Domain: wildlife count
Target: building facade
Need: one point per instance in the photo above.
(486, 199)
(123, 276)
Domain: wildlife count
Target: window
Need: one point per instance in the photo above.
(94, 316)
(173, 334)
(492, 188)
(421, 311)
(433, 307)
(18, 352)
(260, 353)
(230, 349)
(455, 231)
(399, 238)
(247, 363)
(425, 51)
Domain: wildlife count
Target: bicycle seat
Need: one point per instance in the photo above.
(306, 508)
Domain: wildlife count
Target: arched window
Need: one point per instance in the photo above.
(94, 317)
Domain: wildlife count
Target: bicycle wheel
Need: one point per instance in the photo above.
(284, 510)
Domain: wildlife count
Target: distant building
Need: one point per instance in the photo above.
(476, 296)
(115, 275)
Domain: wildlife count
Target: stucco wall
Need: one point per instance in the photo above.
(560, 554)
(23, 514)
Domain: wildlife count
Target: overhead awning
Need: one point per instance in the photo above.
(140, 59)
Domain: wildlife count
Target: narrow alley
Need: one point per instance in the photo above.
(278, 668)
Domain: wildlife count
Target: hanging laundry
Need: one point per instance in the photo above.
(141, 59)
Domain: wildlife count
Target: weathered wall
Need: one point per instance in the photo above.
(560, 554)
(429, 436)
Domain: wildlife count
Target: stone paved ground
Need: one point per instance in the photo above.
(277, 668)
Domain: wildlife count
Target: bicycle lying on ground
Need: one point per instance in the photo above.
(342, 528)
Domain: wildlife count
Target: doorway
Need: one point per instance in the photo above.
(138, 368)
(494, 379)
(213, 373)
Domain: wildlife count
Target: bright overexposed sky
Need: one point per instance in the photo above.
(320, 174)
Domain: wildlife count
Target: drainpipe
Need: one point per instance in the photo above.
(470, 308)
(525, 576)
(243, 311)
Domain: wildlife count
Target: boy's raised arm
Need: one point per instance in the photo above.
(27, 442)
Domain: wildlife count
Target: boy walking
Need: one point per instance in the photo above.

Given exercise:
Print out the whole listing exactly as it appears.

Response to the task:
Domain: wildlife count
Target: building facade
Need: one point per instance in the photo above.
(486, 199)
(123, 276)
Domain: wildlife count
Target: window
Need: one point per instance in the photo above.
(94, 316)
(173, 334)
(492, 188)
(421, 311)
(433, 307)
(18, 352)
(260, 353)
(230, 349)
(455, 231)
(399, 238)
(247, 363)
(425, 51)
Domain: wildlife count
Target: bicycle seat
Need: one point per instance in the photo above.
(306, 508)
Domain: wildlife count
Target: arched window
Need: one point per instance in the photo above.
(94, 317)
Domain: wildlife count
Target: bicycle wheel
Need: one point per instance in the photo above.
(284, 510)
Domain: wildlife count
Target: distant building
Need: one point per instance in the photo above.
(476, 296)
(115, 275)
Domain: wildlife count
Target: stucco wall
Need: one point per instance in the photo above.
(560, 554)
(23, 514)
Domain: wildlife count
Target: overhead awning
Need: one point per instance in the photo above.
(140, 59)
Domain: wildlife count
Target: narrow alley
Need: one point per instance in the photo above.
(278, 668)
Domain: wildlife count
Target: hanging laundry
Need: one point per instance in the photo above.
(141, 59)
Domain: wildlife count
Target: weathered wall
Need: one point per instance in the photo above.
(560, 554)
(429, 436)
Domain: wildlife count
Target: stone paved ground
Need: one point per instance in the photo above.
(277, 668)
Domain: wildlife count
Target: bicycle lying on ground
Need: one point per instance in the photo above.
(342, 528)
Domain: wildlife count
Target: doorway
Need: one point per instance in the photo above.
(138, 368)
(494, 379)
(213, 373)
Domain: wildlife count
Target: bright overexposed sky
Need: one point per instance in the photo above.
(320, 174)
Domain: wildlife count
Target: drainpipe
Need: one point per instance in the photo above.
(470, 308)
(525, 576)
(243, 311)
Domain: wildlife count
Target: boy's raised arm
Need: one point per instance in the photo above.
(27, 442)
Domain: wildlife count
Target: boy walking
Need: one point per instance in the photo above.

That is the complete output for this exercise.